Exercise:
Starting with the line that contains "The call MUST return, for every instance of the bent" and stopping after the line that contains "The call MUST return, for every instance of the outstretched", copy the entries below exactly. Include nothing else.

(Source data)
*** Begin section ***

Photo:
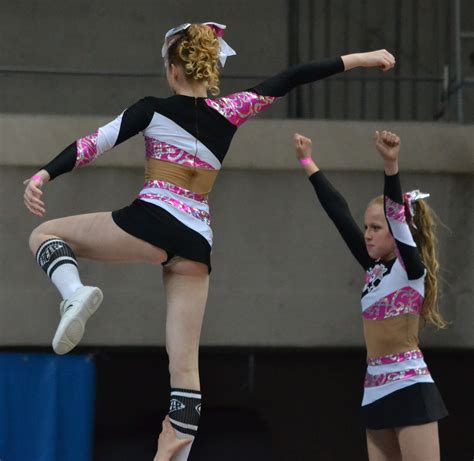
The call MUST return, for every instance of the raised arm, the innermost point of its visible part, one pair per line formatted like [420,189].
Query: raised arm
[242,106]
[388,146]
[85,150]
[333,203]
[282,83]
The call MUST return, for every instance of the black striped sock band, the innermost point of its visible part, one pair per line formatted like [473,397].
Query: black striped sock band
[53,253]
[185,410]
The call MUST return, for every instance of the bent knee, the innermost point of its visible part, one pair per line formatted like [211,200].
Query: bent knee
[38,236]
[156,256]
[187,267]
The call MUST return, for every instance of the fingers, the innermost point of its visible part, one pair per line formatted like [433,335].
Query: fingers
[301,141]
[32,199]
[389,138]
[386,60]
[183,442]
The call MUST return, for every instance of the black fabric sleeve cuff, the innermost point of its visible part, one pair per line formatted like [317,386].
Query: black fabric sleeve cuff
[62,163]
[282,83]
[393,188]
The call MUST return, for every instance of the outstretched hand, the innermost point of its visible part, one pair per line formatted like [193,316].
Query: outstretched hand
[388,145]
[33,194]
[378,58]
[168,442]
[303,146]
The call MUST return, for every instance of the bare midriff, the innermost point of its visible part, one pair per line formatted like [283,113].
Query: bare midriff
[392,335]
[197,180]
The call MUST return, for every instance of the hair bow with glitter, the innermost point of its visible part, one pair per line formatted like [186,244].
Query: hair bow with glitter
[410,198]
[224,49]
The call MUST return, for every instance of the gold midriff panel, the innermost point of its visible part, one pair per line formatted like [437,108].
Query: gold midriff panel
[197,180]
[392,335]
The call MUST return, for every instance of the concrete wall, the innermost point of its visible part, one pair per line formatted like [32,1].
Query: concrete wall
[281,274]
[98,56]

*** End section ***

Output of the exercise:
The call MUST return, for every instance of the bent knee, the innermost point of its visible part, one pair per line formatted like [211,200].
Query: bent knee
[38,236]
[156,256]
[187,267]
The call MUST return, for every instance of the fingers, the innermost point of its visible part, one pair per line formatted like [433,335].
Query: fingers
[301,141]
[32,199]
[389,138]
[386,60]
[183,442]
The call MUST return, for every instance of the black fabric sleeve cuff, the innermost point of its visible part, one pair per line formatted like [317,386].
Query: black fabric sleeve cuff
[62,163]
[282,83]
[393,188]
The call MUST return, for every instance of the outstretched hand, the innermost point of its visible part, one pair per line formatted like [193,316].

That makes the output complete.